# Passage shown
----

Jerome Powell is speaking this morning. The prepared remarks don’t seem to be on the Fed’s site yet.
Cleveland Fed President Loretta Mester made hawkish comments yesterday.
We will need to move policy into a restrictive stance in order to put inflation on a sustained downward trajectory to 2 percent. That means that short-term interest rates adjusted for expected inflation, that is, real interest rates, will need to move into positive territory and remain there for some time. Right now, nominal short-term interest rates are lower than expected inflation, so short-term real interest rates are still negative and monetary policy is still accommodative. My current view is that it will be necessary to move the nominal fed funds rate up to somewhat above 4 percent by early next year and hold it there; I do not anticipate the Fed cutting the fed funds rate target next year. But let me emphasize that this is based on my current reading of the economy and outlook. While it is clear that the fed funds rate needs to move up from its current level, the size of rate increases at any particular FOMC meeting and the peak fed funds rate will depend on the inflation outlook, which depends on the assessment of how rapidly aggregate demand and supply are coming back into better balance and price pressures are being reduced.

----

# Data to process

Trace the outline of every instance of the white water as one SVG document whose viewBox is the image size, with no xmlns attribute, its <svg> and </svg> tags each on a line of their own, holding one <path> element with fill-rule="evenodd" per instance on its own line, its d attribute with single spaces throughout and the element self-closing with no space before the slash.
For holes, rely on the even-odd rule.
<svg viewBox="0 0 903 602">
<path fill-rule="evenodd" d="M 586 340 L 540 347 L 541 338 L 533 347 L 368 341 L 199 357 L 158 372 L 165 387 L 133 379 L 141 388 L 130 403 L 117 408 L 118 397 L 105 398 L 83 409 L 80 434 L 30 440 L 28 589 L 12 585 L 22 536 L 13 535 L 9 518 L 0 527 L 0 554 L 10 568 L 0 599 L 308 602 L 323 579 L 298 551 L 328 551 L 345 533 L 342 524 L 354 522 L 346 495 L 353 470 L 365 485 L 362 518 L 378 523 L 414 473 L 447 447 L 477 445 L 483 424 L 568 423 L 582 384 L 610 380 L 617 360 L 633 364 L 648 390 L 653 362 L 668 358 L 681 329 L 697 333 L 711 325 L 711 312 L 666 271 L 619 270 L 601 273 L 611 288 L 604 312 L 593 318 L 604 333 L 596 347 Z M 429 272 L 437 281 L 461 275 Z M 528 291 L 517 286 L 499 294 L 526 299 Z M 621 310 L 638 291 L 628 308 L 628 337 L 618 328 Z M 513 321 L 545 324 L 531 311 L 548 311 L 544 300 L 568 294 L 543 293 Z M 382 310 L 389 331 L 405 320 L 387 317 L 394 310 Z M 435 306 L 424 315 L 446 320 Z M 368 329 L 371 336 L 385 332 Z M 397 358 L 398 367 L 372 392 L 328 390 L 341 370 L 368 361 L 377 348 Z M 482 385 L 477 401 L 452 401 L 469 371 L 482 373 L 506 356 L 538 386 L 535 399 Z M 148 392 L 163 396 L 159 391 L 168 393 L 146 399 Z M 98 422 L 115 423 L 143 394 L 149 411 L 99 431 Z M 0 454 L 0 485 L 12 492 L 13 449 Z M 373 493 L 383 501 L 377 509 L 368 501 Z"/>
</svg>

----

# Goals
[1] Transcribe the listing from its first line through the line containing "586 340 L 540", including both of those lines.
[2] Continue the passage about Federal Reserve officials and interest rate policy from the point where it ends.
The Fed passage and the listing are unrelated pieces of material.

# Per-task answers
[1]
Trace the outline of every instance of the white water as one SVG document whose viewBox is the image size, with no xmlns attribute, its <svg> and </svg> tags each on a line of their own, holding one <path> element with fill-rule="evenodd" per instance on its own line, its d attribute with single spaces throughout and the element self-closing with no space before the slash.
For holes, rely on the even-odd rule.
<svg viewBox="0 0 903 602">
<path fill-rule="evenodd" d="M 586 340 L 540 347 L 541 338 L 533 347 L 368 341 L 199 357 L 158 372 L 165 387 L 133 379 L 141 388 L 130 403 L 117 408 L 118 397 L 105 398 L 83 409 L 80 434 L 30 440 L 28 589 L 12 585 L 22 536 L 13 535 L 9 518 L 0 527 L 0 554 L 10 568 L 0 599 L 308 602 L 323 579 L 298 551 L 328 551 L 345 533 L 342 524 L 354 522 L 346 495 L 353 470 L 365 485 L 362 518 L 378 523 L 414 473 L 447 447 L 477 445 L 483 424 L 568 423 L 582 384 L 610 380 L 617 360 L 633 364 L 648 390 L 653 362 L 668 358 L 681 329 L 697 333 L 711 325 L 711 312 L 666 271 L 619 270 L 601 273 L 611 288 L 604 312 L 593 318 L 604 333 L 596 347 Z M 429 272 L 437 281 L 461 275 Z M 528 291 L 517 286 L 499 294 L 526 299 Z M 621 310 L 638 291 L 628 308 L 628 337 L 618 328 Z M 513 321 L 545 324 L 531 311 L 548 311 L 544 300 L 568 294 L 543 293 Z M 382 310 L 389 331 L 405 320 L 387 317 L 394 310 Z M 435 306 L 424 315 L 446 320 Z M 368 329 L 371 336 L 385 332 Z M 397 358 L 398 367 L 372 392 L 328 390 L 341 370 L 368 361 L 377 348 Z M 482 385 L 477 401 L 452 401 L 469 371 L 482 373 L 506 356 L 538 386 L 535 399 Z M 148 392 L 163 396 L 159 391 L 168 393 L 146 399 Z M 98 422 L 115 423 L 143 394 L 149 411 L 99 431 Z M 0 454 L 0 485 L 12 492 L 13 449 Z M 373 493 L 383 501 L 377 509 L 368 501 Z"/>

[2]
The Fed funds futures still see an end-of-year Fed funds rate of 3.75% – 4.0% and project that rate holding steady through July of 2023.
Freedom just did another round of layoffs and it looks like they are pushing their ops largely overseas. The wholesale division took the brunt of the layoffs. The company has a contract with an offshoring company that has loans processed and underwritten in either India or the Philippines.
Home prices declined in July, according to Black Knight’s Mortgage Monitor. The median home price fell 0.77% in July, which was the worst single-month decline in prices since 2011. The declines should continue as housing affordability remains awful.
Black Knight thinks tappable equity probably peaked in May of this year. Note that prices generally follow a seasonal pattern, so some decline during the late summer / fall is normal.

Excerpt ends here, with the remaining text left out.